Start of SUPPLIED ENTRIES

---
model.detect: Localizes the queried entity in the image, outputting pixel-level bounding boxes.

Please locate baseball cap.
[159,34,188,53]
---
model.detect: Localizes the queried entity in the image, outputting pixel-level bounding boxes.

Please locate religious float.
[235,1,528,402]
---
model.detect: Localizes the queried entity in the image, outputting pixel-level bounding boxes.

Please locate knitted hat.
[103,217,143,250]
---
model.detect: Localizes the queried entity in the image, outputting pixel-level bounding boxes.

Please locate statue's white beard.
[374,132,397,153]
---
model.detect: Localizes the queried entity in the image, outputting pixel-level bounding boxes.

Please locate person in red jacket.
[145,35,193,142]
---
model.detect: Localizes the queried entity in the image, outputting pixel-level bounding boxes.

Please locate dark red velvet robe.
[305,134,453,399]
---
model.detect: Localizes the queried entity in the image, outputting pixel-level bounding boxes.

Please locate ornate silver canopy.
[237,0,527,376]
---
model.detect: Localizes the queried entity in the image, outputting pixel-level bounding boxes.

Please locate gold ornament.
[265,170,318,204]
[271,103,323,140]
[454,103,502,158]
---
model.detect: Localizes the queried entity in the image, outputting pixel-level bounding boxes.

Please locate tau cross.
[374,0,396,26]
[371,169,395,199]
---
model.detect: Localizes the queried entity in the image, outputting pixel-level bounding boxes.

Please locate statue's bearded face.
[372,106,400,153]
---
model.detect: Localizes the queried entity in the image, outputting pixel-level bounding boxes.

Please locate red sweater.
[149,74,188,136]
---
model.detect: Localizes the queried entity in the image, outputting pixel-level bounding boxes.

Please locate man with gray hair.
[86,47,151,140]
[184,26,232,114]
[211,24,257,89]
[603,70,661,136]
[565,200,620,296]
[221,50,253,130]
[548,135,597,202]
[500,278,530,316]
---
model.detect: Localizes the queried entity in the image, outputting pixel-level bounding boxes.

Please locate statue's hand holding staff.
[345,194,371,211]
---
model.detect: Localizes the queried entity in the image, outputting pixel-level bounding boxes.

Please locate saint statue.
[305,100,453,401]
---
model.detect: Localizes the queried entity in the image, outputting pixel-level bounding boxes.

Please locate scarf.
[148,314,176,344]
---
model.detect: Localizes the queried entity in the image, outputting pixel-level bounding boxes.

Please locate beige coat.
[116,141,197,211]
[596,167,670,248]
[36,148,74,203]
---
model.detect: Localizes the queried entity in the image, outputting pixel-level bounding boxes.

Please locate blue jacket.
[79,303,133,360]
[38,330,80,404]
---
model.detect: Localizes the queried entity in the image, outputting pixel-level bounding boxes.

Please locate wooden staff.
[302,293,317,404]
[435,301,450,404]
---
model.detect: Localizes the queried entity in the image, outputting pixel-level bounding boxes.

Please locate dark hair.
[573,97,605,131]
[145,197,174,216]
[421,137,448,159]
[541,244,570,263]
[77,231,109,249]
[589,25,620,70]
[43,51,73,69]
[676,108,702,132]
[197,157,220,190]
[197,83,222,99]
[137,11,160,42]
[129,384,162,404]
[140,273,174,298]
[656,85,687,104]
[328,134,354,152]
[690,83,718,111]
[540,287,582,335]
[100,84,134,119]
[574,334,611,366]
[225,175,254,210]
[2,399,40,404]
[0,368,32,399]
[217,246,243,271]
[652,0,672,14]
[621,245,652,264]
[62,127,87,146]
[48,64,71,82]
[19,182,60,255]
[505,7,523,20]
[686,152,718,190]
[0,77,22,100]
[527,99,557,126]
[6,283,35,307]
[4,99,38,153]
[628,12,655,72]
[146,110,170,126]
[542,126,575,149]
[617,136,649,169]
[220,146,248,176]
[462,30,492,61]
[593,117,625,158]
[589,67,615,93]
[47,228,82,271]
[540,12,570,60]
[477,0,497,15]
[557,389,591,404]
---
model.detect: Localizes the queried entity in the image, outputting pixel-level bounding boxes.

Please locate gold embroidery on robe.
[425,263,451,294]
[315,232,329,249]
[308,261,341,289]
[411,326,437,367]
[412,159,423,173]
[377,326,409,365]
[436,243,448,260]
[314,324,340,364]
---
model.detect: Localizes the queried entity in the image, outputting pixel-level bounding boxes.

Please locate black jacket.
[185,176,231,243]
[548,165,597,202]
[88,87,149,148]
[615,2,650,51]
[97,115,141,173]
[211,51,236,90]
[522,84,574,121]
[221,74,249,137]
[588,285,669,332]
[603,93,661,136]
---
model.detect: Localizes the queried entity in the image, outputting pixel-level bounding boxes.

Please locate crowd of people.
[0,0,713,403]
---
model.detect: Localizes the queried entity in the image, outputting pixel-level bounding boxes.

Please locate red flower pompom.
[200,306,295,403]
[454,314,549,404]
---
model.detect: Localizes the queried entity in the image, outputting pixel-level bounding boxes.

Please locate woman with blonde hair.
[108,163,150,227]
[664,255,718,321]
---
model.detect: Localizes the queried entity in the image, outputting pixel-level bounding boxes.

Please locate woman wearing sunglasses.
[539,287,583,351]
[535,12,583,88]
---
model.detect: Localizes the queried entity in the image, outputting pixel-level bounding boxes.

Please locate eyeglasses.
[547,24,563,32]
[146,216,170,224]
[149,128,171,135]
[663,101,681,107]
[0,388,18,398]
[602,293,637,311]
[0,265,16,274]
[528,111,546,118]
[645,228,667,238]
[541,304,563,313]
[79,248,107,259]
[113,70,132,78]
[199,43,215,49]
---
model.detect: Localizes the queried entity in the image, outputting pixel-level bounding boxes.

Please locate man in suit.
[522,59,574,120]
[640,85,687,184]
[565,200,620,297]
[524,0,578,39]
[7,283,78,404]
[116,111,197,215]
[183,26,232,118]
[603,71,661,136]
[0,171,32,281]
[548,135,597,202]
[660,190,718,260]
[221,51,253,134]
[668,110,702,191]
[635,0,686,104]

End of SUPPLIED ENTRIES

▶ _WHAT THE TASK REQUIRES_: Transcribe all of the data exactly, leaving no line out.

▶ _SOLUTION BELOW_:
---
model.detect: Localizes the queried entity in the image, outputting pixel-level bounding boxes.

Please locate baseball cap.
[159,34,188,53]
---
model.detect: Localizes the queried entity in the image, outputting pixel-level bounding boxes.

Please locate religious float.
[235,1,528,402]
---
model.detect: Localizes the queried entity in the image, outputting pixel-level bounding boxes.

Please locate knitted hat.
[103,217,143,250]
---
model.detect: Localizes the queried entity in the image, outputting pixel-level bounding boxes.

Please locate statue's white beard.
[374,132,397,153]
---
model.detect: Localizes the queried entity in the image, outputting pixel-level bounding boxes.

Please locate person in red jacket.
[145,35,193,142]
---
model.detect: Localizes the queried entity in the image, outputting pixel-level bounding boxes.

Please locate dark red velvet robe.
[305,134,453,399]
---
model.detect: Localizes the queried entity in the image, outputting pixel-level bounding boxes.

Please locate ornate silver canopy.
[237,0,527,376]
---
model.detect: Localizes the queried entity in the image, outputting pixel-level bounding boxes.

Please locate gold ornament.
[265,170,318,204]
[271,103,323,140]
[454,103,502,158]
---
model.detect: Localizes the queried entity in the image, outputting pixel-level bounding boxes.

Please locate tau cross.
[374,0,396,26]
[371,169,395,199]
---
model.detect: Localizes the queried entity in the image, outputting pixel-level bounding boxes.

Please locate statue's bearded face.
[372,106,400,153]
---
model.detect: Localizes the queried entity in the image, outputting pixel-level bounding boxes.

Please locate red sweater.
[149,74,188,136]
---
model.detect: Localizes the queried entity in the image, outputting pixel-level bounding boxes.

Please locate man with gray hair.
[86,47,151,140]
[184,26,232,114]
[211,24,257,89]
[603,70,661,136]
[565,200,620,296]
[221,50,253,130]
[548,135,597,202]
[500,278,530,316]
---
model.detect: Localizes the queried entity in the image, outputting pixel-level bounding boxes.

Please locate statue's hand holding staff.
[345,194,371,211]
---
model.detect: Localizes the queried entity in the image, outputting pixel-level bounding boxes.

Please locate saint statue.
[305,100,453,401]
---
model.detect: Localizes the queried entity in the image, outputting pixel-level bounding boxes.

Please locate scarf.
[148,314,176,344]
---
model.detect: Localizes the queried entity in the image, outputting pixel-level bounding boxes.

Please locate beige coat.
[116,141,197,211]
[596,167,670,248]
[36,148,74,203]
---
model.detect: Localizes the queried entity in the image, outputting pixel-level bounding boxes.

Please locate blue jacket.
[79,303,133,360]
[38,330,80,404]
---
model.detect: Localizes the queried entity in the image, outputting pixel-level bounding boxes.

Please locate wooden staff.
[302,293,317,404]
[435,301,450,404]
---
model.detect: Localizes the queried entity in the image, outputting pixel-level bounding boxes.

Please locate dark hair.
[573,97,605,131]
[145,197,174,216]
[421,137,448,159]
[541,244,570,263]
[77,231,109,249]
[589,25,620,70]
[43,51,73,69]
[676,108,702,132]
[197,157,220,190]
[197,83,222,99]
[137,11,160,42]
[129,384,162,404]
[140,273,174,298]
[656,85,687,104]
[328,134,354,152]
[690,83,718,111]
[540,287,582,335]
[100,84,134,119]
[574,334,611,366]
[225,175,254,210]
[2,399,40,404]
[0,368,32,399]
[217,246,243,271]
[652,0,672,14]
[621,245,652,264]
[62,127,87,146]
[48,64,71,82]
[19,182,60,255]
[505,7,523,20]
[686,152,718,190]
[0,77,22,100]
[527,99,557,126]
[6,283,35,307]
[4,99,38,153]
[628,12,655,72]
[146,110,170,126]
[542,126,575,149]
[617,136,649,169]
[220,146,248,176]
[462,30,492,61]
[593,117,625,158]
[589,67,615,93]
[47,228,82,271]
[540,12,570,60]
[477,0,497,15]
[557,389,591,404]
---
model.detect: Localizes the queried entity in the image, outputting pixel-level bounding boxes.

Please locate gold embroidery on robe.
[425,263,451,294]
[315,232,329,249]
[308,261,341,289]
[411,326,437,367]
[412,159,423,173]
[377,326,409,365]
[436,243,448,260]
[314,324,340,364]
---
model.detect: Localizes the queried entity in the image, outputting pixel-level bounding boxes.

Please locate black jacket.
[185,176,231,243]
[548,165,597,202]
[88,87,149,148]
[615,2,650,51]
[97,115,141,173]
[211,51,236,90]
[522,84,574,121]
[221,74,249,137]
[588,285,669,332]
[603,93,661,136]
---
model.detect: Localizes the queried entity in the image, outputting pixel-level bounding boxes.

Please locate crowd of people.
[0,0,713,403]
---
model.detect: Localizes the queried entity in the image, outputting pixel-level bounding boxes.

Please locate red flower pompom.
[200,306,295,403]
[454,314,549,404]
---
model.detect: Localizes the queried entity in the image, outputting pixel-level bounding boxes.

Please locate woman with blonde hair.
[108,163,150,227]
[664,255,718,321]
---
model.detect: Localizes the queried entity in the image, outputting pixel-level bounding boxes.

Please locate woman wearing sunglasses.
[539,287,583,351]
[535,12,583,88]
---
model.detect: Localizes the queried entity in the image, outputting pixel-level bounding boxes.

Please locate eyeglasses.
[547,24,563,32]
[146,216,170,224]
[149,128,171,135]
[663,101,681,107]
[0,388,18,398]
[602,293,637,311]
[0,265,16,274]
[528,111,546,118]
[645,228,667,238]
[541,304,563,313]
[79,248,107,259]
[113,70,132,78]
[199,43,215,49]
---
model.detect: Localizes the queried entity in the image, outputting pixel-level bounding boxes.

Please locate man in suit.
[522,59,574,120]
[640,85,687,184]
[565,200,620,297]
[524,0,578,39]
[7,283,78,404]
[116,111,197,215]
[183,26,232,118]
[603,71,661,136]
[0,171,32,281]
[548,135,597,202]
[660,190,718,260]
[221,51,253,134]
[668,110,702,191]
[635,0,686,104]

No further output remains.